Work request:
Copy the data exactly from the line that contains "Shelf-set audit: indicate the man's nose" through the line that contains "Shelf-set audit: indicate the woman with", keeping both end lines and leaving out everything else.

Data records:
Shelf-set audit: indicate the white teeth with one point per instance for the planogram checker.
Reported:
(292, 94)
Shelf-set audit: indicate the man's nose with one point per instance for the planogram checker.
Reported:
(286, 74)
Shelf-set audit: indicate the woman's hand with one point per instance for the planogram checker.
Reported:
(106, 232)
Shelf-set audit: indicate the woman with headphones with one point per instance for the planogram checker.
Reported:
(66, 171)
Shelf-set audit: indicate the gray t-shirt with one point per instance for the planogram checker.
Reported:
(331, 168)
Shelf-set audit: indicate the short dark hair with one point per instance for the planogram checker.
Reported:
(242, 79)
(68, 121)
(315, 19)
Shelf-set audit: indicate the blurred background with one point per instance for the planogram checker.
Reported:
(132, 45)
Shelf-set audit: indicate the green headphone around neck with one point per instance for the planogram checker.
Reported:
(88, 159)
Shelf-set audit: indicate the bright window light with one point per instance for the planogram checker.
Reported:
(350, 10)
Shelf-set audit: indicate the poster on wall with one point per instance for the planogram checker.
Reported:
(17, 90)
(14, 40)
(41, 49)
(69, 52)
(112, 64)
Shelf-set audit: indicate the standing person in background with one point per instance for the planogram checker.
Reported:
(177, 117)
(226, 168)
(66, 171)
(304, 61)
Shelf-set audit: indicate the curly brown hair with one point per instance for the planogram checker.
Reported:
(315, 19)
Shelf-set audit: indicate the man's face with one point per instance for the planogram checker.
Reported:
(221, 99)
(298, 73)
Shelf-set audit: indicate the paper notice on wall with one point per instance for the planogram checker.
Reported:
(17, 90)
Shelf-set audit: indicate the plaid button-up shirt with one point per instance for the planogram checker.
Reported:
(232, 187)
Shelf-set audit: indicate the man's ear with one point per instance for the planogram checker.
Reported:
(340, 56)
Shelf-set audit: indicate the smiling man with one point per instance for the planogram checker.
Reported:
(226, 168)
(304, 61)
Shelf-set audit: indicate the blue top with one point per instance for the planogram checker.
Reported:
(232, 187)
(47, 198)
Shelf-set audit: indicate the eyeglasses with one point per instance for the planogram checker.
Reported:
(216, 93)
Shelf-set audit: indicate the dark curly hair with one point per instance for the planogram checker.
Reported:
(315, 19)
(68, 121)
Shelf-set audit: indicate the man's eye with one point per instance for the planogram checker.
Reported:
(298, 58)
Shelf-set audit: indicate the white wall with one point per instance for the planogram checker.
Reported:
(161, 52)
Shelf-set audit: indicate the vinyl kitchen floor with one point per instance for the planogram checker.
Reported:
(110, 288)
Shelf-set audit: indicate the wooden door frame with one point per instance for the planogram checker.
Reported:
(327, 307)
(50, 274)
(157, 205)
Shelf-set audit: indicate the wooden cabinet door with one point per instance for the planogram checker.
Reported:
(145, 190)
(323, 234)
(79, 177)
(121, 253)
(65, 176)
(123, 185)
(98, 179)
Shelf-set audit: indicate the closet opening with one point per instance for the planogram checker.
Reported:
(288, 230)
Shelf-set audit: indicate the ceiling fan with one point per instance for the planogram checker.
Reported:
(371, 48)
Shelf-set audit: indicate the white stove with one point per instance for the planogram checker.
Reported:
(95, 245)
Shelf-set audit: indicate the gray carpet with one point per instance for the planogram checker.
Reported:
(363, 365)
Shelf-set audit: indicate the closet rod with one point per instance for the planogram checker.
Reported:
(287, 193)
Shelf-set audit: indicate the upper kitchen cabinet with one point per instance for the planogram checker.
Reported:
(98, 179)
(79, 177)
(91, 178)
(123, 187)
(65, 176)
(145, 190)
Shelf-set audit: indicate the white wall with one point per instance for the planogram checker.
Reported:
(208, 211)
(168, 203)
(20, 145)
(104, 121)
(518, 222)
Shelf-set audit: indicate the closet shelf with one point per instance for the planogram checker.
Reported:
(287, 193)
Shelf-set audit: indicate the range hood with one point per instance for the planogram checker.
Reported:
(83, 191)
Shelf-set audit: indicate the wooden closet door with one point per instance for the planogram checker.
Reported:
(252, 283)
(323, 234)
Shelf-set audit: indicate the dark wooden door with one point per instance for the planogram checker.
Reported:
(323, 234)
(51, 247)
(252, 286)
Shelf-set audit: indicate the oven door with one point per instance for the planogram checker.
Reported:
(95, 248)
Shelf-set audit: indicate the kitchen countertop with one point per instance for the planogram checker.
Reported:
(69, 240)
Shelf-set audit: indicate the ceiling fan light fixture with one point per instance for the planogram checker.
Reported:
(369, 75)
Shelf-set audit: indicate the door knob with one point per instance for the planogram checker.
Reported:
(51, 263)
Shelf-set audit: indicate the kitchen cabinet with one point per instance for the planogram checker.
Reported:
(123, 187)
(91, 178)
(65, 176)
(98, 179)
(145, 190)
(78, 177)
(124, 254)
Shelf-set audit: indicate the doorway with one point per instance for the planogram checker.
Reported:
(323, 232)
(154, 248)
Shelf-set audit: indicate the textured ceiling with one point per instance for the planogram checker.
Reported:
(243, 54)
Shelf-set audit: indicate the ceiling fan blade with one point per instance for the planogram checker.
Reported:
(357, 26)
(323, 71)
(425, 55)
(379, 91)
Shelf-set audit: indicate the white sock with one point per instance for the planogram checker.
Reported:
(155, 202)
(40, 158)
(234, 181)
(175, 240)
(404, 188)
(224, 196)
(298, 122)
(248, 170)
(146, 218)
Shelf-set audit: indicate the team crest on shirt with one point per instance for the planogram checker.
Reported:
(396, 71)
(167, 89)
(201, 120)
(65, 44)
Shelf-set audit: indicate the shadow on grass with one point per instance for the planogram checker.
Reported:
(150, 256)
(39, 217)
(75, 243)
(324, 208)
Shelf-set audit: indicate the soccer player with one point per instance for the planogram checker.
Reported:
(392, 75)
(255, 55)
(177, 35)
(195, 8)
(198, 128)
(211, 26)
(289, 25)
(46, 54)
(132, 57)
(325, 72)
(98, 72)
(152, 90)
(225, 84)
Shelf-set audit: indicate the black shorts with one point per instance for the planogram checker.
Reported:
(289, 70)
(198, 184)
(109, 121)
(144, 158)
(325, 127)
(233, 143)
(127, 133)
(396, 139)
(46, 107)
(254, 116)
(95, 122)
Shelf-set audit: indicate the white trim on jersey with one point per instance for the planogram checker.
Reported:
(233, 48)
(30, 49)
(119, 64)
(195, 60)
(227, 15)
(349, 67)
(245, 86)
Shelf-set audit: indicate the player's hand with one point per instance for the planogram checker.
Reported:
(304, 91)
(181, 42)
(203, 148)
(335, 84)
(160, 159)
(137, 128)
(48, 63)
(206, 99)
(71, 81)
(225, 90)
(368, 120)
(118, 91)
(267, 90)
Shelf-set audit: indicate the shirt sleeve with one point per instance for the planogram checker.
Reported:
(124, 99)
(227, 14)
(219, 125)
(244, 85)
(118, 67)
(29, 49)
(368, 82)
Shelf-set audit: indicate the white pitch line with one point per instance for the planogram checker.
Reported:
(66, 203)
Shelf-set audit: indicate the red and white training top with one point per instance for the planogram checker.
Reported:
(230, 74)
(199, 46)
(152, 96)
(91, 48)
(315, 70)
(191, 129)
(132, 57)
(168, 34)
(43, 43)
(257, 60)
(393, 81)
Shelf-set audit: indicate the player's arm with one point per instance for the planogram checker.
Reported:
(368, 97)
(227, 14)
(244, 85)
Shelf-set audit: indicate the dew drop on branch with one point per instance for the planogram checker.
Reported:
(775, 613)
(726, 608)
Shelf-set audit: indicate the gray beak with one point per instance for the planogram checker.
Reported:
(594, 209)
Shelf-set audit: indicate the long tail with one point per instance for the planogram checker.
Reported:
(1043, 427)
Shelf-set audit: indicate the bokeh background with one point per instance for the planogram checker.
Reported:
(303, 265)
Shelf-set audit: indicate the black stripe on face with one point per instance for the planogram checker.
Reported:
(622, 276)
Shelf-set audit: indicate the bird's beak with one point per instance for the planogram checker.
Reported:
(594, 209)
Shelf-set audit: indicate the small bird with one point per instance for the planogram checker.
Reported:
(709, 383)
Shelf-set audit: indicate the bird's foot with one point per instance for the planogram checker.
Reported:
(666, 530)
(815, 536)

Finished task:
Shelf-set audit: indicate the man's nose with one point per instance for the planogram checker.
Reported:
(286, 74)
Shelf-set audit: indicate the woman's hand with one point per instance for the planogram checker.
Reported:
(106, 232)
Shelf-set audit: indicate the woman with headphones with one point per instance for the planogram checker.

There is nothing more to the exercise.